→ **WORK REQUEST**
Answer these questions from the film review:
1. Has the writer of the review read King's novel?
2. Whose sneering does the bestselling author character struggle against to be taken seriously?
3. What does the closet hold?

→ **STUDY TEXT**
Having not read King’s novel and not strongly possessed of a desire to do so, I still imagine that — since it’s chiefly about the act of reading and/or writing — the story is better served by its original form. Cann’s character is a long-suffering-in-his-own-estimation (and wealthy) bestselling author struggling to be taken seriously amidst the sneering of critics, with the slim consolation of throngs of adoring fans; it’s hard not to see him as a King surrogate, which unfortunately opens up a few other doors into how we’re supposed to take this story. Having a psychopath stand in for your own audience and fanbase has its automatic disadvantages; if we’re meant to be on Caan’s side, this complicates our relationship with him. Who really wants to identify with the person who has shaped his followers into the archetype with a closetful of pills and syringes, a house decked out with dusty miniatures and deceptive peace, seemingly always ready for the day when some invalid hero would wreck his car and put his life in her hands? We fall under the spell, but I think we all subconsciously know who the real “bad guy” is; the inflated importance ascribed to the written word over human contact throughout the film, aside from a few bones thrown to bad marriages and accidentally estranged children, implies the limitations of King’s perspective on the world.

→ **MATERIAL SHOWN**
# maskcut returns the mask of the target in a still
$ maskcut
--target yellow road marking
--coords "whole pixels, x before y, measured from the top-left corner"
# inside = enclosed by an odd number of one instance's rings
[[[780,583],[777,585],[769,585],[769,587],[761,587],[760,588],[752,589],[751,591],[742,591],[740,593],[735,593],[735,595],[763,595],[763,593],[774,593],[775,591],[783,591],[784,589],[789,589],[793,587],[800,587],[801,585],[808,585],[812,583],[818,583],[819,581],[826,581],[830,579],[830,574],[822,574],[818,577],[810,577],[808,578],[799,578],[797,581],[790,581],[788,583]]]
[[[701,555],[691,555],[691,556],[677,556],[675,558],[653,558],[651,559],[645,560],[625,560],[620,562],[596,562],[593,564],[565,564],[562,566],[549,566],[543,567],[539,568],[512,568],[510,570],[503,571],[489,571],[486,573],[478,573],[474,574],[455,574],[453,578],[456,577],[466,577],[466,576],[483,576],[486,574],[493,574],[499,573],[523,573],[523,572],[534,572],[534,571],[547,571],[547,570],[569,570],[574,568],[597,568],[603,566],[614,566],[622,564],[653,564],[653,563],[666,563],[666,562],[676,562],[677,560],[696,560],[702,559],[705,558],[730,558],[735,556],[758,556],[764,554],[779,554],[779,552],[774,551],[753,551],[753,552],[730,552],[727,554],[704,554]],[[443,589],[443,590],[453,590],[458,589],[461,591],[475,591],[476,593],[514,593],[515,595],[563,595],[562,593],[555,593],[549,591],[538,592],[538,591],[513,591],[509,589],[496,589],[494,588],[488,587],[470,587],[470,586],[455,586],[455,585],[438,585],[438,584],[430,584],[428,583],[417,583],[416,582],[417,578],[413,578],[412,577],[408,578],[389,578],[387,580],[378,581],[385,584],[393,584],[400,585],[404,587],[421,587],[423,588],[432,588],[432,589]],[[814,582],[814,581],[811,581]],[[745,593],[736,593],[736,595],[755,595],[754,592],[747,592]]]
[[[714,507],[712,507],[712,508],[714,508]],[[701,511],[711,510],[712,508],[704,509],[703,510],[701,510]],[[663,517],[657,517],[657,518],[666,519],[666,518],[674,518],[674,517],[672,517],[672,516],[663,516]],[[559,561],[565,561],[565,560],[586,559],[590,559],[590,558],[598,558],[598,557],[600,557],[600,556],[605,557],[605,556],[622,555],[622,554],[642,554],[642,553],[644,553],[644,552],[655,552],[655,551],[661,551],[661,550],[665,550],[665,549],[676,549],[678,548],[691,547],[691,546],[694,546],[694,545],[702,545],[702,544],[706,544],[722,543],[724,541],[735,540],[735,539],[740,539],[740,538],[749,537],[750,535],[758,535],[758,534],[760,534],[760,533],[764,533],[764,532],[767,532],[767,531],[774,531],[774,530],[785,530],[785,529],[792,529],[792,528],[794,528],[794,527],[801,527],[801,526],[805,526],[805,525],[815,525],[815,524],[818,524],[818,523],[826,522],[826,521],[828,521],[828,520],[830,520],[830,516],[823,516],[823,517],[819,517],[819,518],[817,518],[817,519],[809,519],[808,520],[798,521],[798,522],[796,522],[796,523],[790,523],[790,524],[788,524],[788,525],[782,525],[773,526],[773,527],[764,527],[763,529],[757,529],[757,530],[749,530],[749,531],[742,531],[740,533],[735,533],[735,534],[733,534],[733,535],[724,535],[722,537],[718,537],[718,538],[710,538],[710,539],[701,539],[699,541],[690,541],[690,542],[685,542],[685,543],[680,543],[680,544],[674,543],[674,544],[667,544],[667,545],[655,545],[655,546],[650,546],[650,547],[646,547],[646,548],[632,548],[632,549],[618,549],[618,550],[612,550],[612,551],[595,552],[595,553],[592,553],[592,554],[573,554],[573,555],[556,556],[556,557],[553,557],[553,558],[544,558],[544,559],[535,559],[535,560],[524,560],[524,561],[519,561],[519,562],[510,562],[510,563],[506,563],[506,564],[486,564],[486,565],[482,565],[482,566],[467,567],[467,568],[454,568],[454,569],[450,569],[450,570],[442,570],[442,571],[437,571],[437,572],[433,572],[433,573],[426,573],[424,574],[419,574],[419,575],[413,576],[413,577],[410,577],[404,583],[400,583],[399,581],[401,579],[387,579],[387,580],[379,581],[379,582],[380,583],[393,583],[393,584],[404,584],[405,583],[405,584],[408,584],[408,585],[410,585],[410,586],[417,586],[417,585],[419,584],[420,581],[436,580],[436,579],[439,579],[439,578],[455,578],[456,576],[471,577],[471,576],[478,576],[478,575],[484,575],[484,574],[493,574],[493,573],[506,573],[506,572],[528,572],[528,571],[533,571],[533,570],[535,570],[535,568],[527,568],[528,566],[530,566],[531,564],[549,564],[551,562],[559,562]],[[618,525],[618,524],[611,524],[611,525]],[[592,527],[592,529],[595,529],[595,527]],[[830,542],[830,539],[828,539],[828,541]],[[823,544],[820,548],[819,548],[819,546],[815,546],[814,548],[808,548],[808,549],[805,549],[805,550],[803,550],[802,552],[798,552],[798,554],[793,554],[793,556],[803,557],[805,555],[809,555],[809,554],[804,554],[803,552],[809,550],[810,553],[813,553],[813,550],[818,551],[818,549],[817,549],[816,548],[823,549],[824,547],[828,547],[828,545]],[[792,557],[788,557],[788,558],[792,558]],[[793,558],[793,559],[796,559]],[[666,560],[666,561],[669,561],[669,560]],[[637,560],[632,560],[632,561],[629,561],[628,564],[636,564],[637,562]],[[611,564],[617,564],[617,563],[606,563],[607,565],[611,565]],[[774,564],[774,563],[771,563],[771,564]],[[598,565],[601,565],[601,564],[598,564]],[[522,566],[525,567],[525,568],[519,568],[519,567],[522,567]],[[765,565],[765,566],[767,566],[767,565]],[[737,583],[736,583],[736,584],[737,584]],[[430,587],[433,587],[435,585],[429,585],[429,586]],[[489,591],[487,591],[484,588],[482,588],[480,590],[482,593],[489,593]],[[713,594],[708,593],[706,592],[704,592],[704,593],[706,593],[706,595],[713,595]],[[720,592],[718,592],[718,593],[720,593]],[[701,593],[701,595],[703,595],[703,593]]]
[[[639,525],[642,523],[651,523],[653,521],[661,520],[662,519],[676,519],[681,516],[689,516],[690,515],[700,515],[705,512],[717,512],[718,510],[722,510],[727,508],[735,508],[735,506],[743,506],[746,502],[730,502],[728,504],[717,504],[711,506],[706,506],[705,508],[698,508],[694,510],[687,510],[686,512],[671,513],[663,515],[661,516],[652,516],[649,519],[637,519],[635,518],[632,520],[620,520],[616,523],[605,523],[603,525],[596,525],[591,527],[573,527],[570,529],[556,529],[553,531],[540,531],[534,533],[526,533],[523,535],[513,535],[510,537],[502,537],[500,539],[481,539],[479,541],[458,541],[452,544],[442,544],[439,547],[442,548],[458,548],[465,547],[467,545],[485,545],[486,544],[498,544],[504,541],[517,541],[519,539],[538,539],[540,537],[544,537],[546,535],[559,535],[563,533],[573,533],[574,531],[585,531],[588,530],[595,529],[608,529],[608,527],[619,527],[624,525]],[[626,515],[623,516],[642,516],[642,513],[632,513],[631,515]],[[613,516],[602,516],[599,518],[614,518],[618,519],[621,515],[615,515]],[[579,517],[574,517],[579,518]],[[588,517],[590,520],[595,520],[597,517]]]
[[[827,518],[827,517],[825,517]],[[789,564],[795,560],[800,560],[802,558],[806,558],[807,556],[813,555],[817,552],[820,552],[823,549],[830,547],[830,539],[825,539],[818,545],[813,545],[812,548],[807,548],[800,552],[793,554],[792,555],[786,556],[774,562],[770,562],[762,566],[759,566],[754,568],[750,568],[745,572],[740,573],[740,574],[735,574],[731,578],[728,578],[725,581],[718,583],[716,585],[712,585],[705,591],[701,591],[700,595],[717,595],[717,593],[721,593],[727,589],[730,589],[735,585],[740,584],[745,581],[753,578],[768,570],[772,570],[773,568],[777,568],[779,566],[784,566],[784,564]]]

→ **RESULT OF THE EXERCISE**
1. No.
2. The critics'.
3. Pills and syringes.